EXCERPT TO READ
Books I Read in March

March 2023

Saints of the Household, by Ari Tison. Brothers Jay and Max live in a home charged with the constant worry and fear that their abusive father will again unleash his violence on their mother and them. Their own unspoken, buried rage at their father erupts one day when they beat up their cousin Nicole’s threatening boyfriend. That single act of violence propels the boys into both enforced counseling and a first-ever pulling away from each other. Max turns his pain into art in the form of paintings, while Jay’s awareness of his own frustrated sorrow begins to inform his plans for the future, his close friendship with Nicole, and his understanding of his place within his family. Alternating chapters in the voice of each brother interweave stories and wisdom from their Bri Bri and Anishinaabe ancestors, and the physical presence of their gentle Bri Bri grandfather lends depth and insight to their struggles. A beautiful, heartfelt book.

Away, by Amy Bloom. Damn, this writer can tell a story. Fearless, funny, written in times and places far from ours but so rich in detail that you feel as if you’re living her people’s lives right along with them, Away is the story of Lillian, who survived the massacre of her family and village back in Russia and escaped to the Lower East Side. When you’ve lost everything, you’ll do whatever it takes to thrive, and Lillian does. But the news that her daughter survived death sets her on a quest across America and into Alaska. Bloom never, not once, loses sight of the joy and humor that can be found in the darkest of circumstances. This novel propels its way forward, shimmering with light and life and laughter and love.

This Costly Season, by John Okrent. It usually takes me a while to read a book of poetry –poems I love being to me tiny emotion bombs—but not this one. A collection of free-form sonnets written by a family physician in the Pacific Northwest over several months in the beginning of the pandemic, This Costly Season is almost hallucinogenic in its evocation of those early days. The fear. The inability to help. The lack of knowledge or cure. The title of each poem is the day’s date, and each ending line is woven into the first line of the next poem. Time marches on, the pandemic deepens, questions remain unanswered but for the fact that all answers, for the living, still and always remain the same: to love our people and our world and hold them close, because time, time is always short.

The Buried Giant, by Kazuo Ishiguro. I’ve been a writer my entire life, something that influences the way I relate to structure, point of view, storytelling. Most of the time, I instinctively understand the decisions a writer made, no matter the form, because the process of writing is so familiar to me – I’ve been there and done that (this is not a negative). But with writers who are my personal giants, I am rarely able to anticipate from which deep well their books emerged or how they managed to pull them off. These writers are few. Ishiguro is one of them. I space out his books because I know each one will in a small, profound way transform me – but the transformation will not come without cost. Few writers break my heart the way Ishiguro does. Set in post-Arthurian England, The Buried Giant is odd, dreamlike, unlike anything else I’ve ever read by the man, and, like everything he writes, mesmerizing.

[Region pointing data]

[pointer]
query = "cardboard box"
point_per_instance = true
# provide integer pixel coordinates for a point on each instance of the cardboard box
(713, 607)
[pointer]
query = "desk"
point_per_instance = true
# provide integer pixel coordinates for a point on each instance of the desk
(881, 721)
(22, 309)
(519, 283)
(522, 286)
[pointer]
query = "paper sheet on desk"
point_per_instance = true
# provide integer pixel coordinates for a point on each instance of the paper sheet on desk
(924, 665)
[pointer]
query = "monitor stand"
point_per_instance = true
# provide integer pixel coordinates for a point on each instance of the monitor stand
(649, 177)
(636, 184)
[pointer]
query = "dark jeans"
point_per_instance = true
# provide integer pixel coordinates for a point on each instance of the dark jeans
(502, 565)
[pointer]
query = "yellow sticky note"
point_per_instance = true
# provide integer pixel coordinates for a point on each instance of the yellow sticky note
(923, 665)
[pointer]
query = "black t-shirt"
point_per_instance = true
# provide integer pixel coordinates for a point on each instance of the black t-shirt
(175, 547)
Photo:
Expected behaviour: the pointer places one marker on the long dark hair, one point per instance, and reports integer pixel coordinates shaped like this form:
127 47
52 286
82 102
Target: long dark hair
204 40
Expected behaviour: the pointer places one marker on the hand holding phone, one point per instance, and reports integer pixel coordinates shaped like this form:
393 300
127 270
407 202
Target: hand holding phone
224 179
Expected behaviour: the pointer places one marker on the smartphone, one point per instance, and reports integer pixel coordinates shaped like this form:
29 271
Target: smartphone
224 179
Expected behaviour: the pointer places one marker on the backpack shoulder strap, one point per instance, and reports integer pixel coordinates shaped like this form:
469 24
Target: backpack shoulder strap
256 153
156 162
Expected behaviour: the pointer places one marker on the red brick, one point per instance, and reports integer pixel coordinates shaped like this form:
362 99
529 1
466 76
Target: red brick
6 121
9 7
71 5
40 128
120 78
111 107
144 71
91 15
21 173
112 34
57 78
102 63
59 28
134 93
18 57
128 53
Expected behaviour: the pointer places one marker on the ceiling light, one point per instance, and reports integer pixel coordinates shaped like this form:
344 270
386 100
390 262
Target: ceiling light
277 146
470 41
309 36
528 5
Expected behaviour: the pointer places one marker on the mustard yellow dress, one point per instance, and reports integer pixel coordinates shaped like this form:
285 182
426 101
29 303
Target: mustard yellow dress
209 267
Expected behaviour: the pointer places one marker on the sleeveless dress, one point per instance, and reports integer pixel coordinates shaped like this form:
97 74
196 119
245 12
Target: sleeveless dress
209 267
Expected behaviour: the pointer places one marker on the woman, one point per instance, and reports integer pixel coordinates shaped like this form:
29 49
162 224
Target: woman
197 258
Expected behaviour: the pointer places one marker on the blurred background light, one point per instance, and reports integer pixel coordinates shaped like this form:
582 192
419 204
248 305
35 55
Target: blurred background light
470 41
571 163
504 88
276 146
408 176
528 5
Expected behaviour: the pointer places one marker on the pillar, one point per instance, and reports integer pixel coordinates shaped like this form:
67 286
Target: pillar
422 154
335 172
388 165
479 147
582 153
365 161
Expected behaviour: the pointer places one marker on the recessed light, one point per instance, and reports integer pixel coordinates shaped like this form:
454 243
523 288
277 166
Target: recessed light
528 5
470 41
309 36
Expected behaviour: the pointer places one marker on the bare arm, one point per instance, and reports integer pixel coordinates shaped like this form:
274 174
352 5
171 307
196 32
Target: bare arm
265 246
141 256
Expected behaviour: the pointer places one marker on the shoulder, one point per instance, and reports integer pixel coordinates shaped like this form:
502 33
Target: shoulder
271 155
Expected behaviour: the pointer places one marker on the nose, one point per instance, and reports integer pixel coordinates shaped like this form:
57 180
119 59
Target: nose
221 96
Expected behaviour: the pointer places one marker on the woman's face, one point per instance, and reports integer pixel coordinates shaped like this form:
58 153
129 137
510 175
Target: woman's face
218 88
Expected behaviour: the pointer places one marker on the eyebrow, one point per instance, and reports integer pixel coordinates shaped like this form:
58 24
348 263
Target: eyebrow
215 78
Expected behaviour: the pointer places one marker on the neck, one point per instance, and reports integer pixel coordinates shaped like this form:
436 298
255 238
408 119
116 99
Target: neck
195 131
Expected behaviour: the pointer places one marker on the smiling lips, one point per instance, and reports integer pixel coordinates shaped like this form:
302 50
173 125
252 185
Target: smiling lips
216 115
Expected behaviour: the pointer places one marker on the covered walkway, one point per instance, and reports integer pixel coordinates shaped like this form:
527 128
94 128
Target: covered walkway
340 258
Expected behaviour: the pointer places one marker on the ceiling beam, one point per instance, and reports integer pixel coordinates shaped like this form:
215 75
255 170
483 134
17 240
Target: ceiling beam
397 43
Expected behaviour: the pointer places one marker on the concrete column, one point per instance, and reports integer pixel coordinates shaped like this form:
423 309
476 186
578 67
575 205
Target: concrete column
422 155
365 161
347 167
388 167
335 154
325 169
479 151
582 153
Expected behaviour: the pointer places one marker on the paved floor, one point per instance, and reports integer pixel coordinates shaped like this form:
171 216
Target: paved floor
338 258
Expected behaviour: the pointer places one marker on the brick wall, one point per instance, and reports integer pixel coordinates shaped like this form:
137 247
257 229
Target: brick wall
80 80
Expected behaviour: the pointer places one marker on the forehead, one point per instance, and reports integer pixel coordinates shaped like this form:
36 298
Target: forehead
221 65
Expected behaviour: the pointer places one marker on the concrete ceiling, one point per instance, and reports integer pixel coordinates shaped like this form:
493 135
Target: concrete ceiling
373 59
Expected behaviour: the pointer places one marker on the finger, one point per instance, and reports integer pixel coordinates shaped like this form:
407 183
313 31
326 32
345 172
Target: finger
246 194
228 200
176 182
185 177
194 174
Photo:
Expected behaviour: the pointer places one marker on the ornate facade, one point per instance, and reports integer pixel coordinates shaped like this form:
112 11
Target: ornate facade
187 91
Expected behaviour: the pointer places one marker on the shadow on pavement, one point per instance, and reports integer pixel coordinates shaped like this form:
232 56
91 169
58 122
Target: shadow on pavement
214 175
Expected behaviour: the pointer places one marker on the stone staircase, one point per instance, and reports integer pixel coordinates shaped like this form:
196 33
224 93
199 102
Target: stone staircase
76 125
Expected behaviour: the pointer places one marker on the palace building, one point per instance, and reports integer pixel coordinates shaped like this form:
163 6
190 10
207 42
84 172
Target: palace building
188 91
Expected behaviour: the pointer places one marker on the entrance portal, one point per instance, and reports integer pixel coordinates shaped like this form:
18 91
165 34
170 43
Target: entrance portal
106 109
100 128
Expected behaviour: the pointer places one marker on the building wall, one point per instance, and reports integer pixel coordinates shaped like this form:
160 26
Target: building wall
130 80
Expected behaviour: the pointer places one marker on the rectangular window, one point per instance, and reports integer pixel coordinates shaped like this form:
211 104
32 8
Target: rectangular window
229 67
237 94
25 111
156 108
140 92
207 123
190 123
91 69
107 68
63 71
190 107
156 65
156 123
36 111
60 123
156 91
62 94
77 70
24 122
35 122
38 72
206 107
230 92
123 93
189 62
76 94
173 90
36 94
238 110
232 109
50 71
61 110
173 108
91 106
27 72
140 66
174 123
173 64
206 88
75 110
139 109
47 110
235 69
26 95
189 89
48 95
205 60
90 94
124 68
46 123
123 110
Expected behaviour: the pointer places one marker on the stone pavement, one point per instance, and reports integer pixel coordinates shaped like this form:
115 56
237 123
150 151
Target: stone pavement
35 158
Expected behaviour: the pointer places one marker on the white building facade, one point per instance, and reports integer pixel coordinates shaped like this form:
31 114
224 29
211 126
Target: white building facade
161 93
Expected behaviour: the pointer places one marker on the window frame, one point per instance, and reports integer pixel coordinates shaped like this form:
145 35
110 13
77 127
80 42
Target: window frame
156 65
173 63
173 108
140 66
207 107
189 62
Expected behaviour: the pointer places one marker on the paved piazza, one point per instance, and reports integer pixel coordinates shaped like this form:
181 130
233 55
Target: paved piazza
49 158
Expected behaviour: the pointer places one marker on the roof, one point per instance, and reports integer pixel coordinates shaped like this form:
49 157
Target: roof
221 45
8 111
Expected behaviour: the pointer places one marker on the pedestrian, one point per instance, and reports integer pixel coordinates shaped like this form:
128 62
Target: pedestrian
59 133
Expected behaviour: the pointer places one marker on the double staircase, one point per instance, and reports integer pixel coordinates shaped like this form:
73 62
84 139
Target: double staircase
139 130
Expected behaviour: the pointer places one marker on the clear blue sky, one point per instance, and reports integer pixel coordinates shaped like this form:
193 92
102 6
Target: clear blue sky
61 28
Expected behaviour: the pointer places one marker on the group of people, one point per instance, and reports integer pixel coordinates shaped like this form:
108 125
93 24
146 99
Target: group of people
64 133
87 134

ASSIGNMENT
Translate this sentence from the March reading list into Spanish: "Bloom never, not once, loses sight of the joy and humor that can be found in the darkest of circumstances."

SOLUTION TO THIS PROBLEM
Bloom nunca, ni una sola vez, pierde de vista la alegría y el humor que pueden encontrarse en las circunstancias más oscuras.